# start of EXERCISE DATA

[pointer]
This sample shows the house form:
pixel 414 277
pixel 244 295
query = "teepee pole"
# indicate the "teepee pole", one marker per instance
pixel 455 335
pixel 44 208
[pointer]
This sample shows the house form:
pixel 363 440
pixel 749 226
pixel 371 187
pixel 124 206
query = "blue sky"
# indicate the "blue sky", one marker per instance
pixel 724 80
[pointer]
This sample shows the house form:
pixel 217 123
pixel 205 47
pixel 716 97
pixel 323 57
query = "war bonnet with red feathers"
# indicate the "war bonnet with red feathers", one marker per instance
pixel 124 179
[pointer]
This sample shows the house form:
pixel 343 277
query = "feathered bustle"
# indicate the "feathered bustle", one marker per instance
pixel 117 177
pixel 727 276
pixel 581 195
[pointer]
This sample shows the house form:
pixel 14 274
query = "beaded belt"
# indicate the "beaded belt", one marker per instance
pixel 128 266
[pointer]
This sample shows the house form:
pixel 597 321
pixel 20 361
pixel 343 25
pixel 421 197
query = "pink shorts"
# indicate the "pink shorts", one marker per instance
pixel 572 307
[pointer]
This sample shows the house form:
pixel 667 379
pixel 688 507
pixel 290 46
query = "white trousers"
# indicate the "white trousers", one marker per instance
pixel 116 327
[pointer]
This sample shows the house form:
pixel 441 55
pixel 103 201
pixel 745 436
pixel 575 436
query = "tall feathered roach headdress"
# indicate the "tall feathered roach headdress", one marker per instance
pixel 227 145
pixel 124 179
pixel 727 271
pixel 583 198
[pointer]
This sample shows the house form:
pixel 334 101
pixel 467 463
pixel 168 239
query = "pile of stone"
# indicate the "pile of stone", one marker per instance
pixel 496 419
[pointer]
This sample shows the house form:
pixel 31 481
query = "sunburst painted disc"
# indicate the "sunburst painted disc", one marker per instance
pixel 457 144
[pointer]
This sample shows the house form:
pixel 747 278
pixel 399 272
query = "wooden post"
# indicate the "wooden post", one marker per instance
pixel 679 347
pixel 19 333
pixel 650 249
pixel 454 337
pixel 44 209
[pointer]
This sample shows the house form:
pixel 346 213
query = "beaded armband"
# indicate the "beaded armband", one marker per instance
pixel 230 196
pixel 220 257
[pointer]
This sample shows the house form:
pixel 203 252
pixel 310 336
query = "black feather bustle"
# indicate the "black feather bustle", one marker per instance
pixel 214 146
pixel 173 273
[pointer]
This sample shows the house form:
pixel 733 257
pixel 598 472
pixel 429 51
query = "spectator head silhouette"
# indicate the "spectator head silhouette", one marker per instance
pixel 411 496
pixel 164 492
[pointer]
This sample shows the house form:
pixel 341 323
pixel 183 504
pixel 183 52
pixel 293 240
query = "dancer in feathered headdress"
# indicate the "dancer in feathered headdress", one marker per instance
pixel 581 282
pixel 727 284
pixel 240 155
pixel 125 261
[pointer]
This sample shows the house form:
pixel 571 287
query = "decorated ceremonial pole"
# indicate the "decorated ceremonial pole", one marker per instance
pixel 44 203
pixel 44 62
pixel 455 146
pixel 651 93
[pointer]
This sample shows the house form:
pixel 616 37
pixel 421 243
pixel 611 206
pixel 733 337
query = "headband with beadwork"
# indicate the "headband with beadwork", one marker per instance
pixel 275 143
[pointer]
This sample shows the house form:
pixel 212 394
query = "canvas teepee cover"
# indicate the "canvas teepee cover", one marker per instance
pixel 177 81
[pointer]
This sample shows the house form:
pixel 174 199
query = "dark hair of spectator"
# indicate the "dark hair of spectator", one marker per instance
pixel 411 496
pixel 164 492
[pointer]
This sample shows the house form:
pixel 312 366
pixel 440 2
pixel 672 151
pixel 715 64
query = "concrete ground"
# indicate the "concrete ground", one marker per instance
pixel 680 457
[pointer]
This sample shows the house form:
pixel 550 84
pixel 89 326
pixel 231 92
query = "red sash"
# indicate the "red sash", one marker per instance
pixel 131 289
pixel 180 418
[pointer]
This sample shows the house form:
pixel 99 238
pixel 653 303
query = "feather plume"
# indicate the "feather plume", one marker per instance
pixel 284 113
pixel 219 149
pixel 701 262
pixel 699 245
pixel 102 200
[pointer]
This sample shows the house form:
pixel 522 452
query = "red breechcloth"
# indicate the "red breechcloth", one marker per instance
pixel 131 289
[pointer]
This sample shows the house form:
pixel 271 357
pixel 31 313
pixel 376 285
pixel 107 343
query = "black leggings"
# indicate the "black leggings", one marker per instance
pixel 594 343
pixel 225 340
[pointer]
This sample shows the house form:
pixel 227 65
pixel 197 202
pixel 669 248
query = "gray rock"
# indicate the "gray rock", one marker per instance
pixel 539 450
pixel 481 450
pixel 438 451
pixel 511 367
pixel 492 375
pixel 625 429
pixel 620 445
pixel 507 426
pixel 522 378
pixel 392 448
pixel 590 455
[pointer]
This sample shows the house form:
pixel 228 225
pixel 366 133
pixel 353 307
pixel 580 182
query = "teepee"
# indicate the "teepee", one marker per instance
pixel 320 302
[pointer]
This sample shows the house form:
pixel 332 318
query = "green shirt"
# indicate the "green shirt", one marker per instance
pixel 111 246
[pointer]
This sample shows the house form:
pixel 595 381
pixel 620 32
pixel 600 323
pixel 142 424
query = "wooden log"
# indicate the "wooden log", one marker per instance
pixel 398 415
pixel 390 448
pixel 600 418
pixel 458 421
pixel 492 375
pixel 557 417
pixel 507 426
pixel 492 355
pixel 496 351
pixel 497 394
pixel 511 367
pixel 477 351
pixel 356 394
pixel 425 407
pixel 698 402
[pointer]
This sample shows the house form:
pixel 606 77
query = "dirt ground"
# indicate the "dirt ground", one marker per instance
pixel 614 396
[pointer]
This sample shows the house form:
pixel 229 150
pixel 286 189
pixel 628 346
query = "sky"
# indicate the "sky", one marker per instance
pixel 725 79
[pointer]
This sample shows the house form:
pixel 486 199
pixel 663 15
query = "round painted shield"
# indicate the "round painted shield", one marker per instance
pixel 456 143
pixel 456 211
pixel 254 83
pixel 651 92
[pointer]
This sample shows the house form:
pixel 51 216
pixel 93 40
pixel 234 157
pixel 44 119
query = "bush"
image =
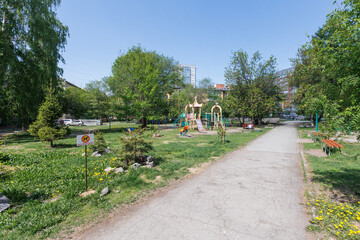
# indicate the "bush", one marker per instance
pixel 134 146
pixel 4 157
pixel 99 144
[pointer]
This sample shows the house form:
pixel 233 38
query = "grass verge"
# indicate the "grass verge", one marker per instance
pixel 44 184
pixel 333 192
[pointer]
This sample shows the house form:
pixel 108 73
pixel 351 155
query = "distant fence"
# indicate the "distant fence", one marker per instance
pixel 91 122
pixel 271 120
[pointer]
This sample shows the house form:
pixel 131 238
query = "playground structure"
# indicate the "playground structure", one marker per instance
pixel 216 116
pixel 194 118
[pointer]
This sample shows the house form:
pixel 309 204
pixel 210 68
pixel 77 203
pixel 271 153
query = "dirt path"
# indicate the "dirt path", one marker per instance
pixel 253 193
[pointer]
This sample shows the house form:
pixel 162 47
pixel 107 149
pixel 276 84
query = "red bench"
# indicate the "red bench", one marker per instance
pixel 328 144
pixel 316 136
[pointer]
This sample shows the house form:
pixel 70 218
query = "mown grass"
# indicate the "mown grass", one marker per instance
pixel 44 184
pixel 334 192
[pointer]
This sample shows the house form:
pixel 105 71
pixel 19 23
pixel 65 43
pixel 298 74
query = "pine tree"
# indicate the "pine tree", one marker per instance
pixel 45 127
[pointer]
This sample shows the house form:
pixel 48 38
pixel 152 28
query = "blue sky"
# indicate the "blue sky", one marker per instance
pixel 201 33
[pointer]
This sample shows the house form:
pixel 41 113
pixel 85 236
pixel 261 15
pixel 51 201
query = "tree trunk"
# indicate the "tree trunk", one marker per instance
pixel 143 122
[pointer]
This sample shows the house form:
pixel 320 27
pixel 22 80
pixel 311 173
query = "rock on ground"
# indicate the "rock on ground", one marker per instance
pixel 4 203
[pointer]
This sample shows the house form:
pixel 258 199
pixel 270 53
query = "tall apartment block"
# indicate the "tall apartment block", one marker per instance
pixel 189 74
pixel 282 80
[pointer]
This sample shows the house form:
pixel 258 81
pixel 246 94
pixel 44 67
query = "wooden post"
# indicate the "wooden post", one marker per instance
pixel 85 168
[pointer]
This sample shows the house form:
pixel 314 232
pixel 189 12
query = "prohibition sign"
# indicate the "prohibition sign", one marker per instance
pixel 85 139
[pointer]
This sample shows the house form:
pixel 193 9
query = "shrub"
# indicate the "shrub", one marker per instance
pixel 133 146
pixel 4 157
pixel 99 144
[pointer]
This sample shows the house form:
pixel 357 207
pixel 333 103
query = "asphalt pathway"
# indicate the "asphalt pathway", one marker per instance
pixel 252 193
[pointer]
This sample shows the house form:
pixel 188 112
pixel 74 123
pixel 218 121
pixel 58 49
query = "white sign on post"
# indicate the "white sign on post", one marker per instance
pixel 86 139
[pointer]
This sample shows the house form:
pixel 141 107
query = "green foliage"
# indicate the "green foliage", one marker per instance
pixel 75 101
pixel 134 146
pixel 99 144
pixel 327 68
pixel 31 40
pixel 44 190
pixel 44 127
pixel 141 79
pixel 4 157
pixel 253 90
pixel 221 134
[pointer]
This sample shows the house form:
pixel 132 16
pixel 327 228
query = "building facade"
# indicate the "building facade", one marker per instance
pixel 283 81
pixel 189 74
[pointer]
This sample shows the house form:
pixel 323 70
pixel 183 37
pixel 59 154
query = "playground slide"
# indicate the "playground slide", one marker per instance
pixel 200 127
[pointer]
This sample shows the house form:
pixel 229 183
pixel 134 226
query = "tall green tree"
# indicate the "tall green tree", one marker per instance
pixel 45 127
pixel 327 69
pixel 253 92
pixel 31 41
pixel 141 79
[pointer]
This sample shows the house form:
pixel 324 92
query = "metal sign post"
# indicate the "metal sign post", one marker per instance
pixel 316 122
pixel 81 140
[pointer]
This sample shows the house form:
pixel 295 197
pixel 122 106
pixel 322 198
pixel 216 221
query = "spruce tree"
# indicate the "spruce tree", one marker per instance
pixel 45 127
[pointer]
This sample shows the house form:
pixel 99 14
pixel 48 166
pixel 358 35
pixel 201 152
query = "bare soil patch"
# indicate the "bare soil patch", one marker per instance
pixel 199 169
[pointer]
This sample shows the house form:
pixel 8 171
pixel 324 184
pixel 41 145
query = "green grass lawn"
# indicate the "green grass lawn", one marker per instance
pixel 44 184
pixel 334 192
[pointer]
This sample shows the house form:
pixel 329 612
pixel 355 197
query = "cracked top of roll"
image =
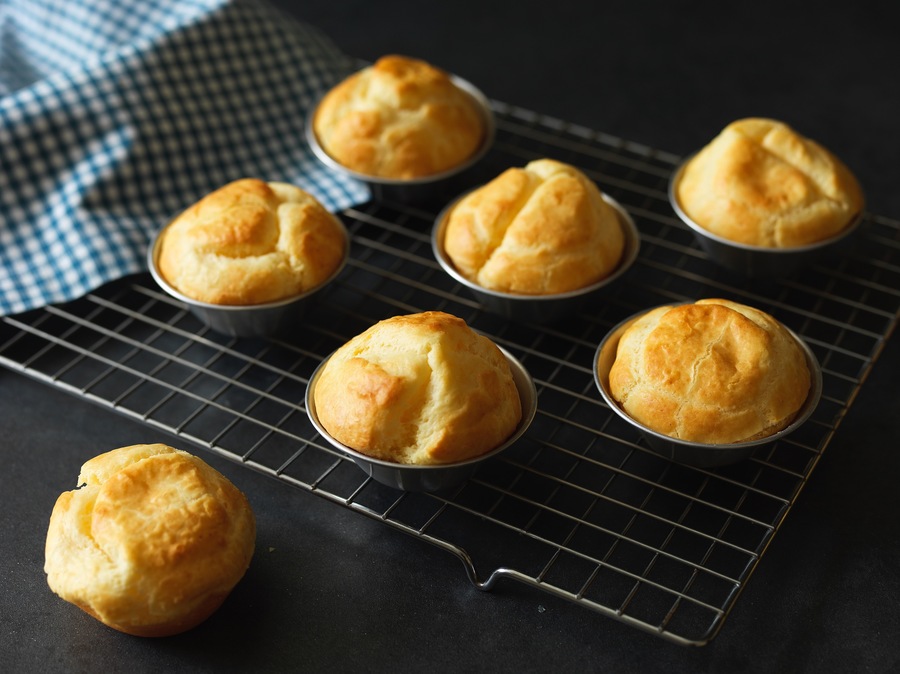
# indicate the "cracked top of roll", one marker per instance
pixel 152 541
pixel 251 242
pixel 761 183
pixel 419 389
pixel 400 118
pixel 713 372
pixel 539 230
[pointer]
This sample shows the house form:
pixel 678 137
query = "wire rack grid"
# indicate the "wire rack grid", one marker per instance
pixel 579 507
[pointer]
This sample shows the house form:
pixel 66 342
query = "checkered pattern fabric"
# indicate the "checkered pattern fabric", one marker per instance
pixel 115 116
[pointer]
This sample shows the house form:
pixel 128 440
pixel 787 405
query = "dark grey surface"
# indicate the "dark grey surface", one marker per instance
pixel 330 590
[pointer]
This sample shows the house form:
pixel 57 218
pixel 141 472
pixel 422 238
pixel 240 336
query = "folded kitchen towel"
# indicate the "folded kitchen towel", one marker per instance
pixel 115 116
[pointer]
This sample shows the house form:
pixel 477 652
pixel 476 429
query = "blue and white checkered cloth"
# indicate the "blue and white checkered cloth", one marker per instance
pixel 117 115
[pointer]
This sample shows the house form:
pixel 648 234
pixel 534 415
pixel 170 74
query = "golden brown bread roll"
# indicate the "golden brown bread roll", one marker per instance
pixel 399 118
pixel 419 389
pixel 714 372
pixel 538 230
pixel 761 183
pixel 152 541
pixel 251 242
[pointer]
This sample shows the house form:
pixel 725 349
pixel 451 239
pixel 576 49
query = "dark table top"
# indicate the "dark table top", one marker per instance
pixel 330 589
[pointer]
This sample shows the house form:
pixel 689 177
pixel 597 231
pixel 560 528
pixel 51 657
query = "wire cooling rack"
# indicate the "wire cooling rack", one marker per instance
pixel 578 508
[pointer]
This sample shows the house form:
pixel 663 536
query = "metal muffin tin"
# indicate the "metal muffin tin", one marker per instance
pixel 758 261
pixel 699 454
pixel 439 186
pixel 251 320
pixel 540 308
pixel 431 478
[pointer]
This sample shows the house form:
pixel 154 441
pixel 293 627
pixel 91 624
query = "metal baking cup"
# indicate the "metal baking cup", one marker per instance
pixel 433 477
pixel 438 186
pixel 250 320
pixel 699 454
pixel 757 261
pixel 540 308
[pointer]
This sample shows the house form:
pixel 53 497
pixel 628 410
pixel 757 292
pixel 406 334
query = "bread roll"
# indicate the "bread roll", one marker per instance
pixel 761 183
pixel 152 541
pixel 251 242
pixel 713 372
pixel 538 230
pixel 419 389
pixel 400 118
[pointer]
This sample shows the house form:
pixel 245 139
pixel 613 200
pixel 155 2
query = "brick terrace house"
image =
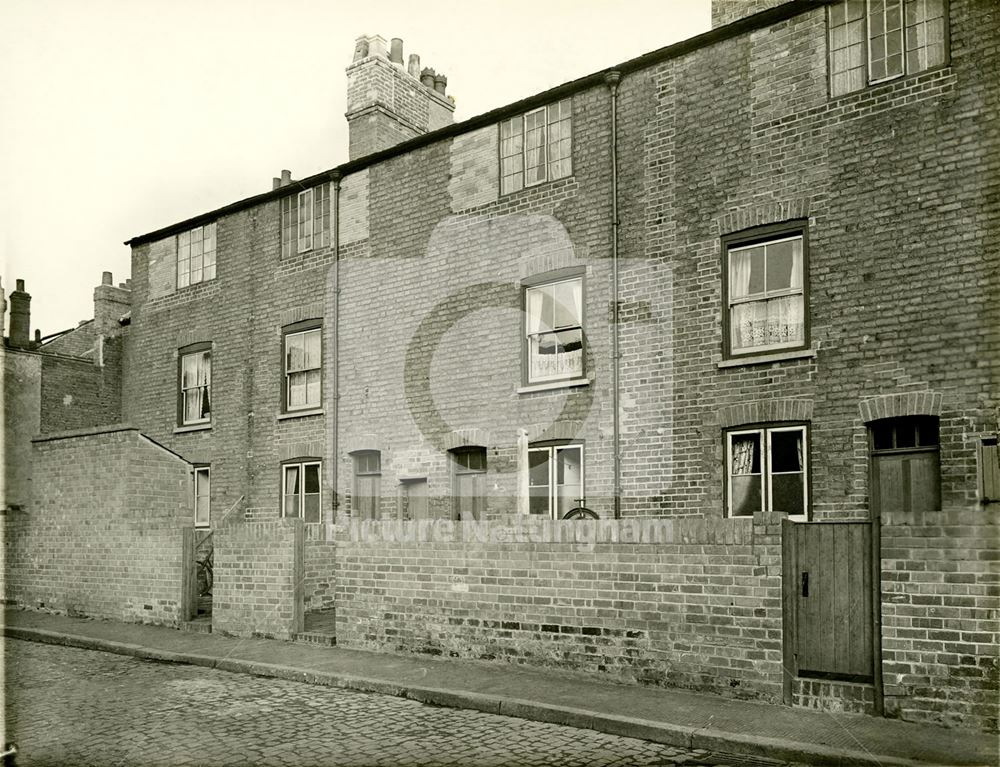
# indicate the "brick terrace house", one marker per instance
pixel 736 297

# end of EXERCISE DATA

▸ **WHAT YOU ARE ASKED TO DO**
Retype the part of the data that opens with its first line and closes with the line containing "pixel 581 195", reproducing every line without change.

▸ **ANSWER BELOW**
[pointer]
This sample shows the house form:
pixel 414 277
pixel 244 295
query = "teepee pole"
# indicate the "teepee pole", one marker per instance
pixel 455 335
pixel 44 208
[pointer]
This sample shows the house form:
pixel 363 440
pixel 749 226
pixel 371 187
pixel 124 206
query = "blue sky"
# indicate the "blue sky", one marker per instance
pixel 724 80
[pointer]
This sample shows the house form:
pixel 217 123
pixel 205 47
pixel 716 97
pixel 323 57
query = "war bonnet with red feathers"
# indicate the "war bonnet with red feathers", one marker per instance
pixel 124 179
[pointer]
This sample shows the house form:
pixel 343 277
query = "feathered bustle"
# indicate the "feathered bustle", one marker per instance
pixel 117 177
pixel 727 276
pixel 581 195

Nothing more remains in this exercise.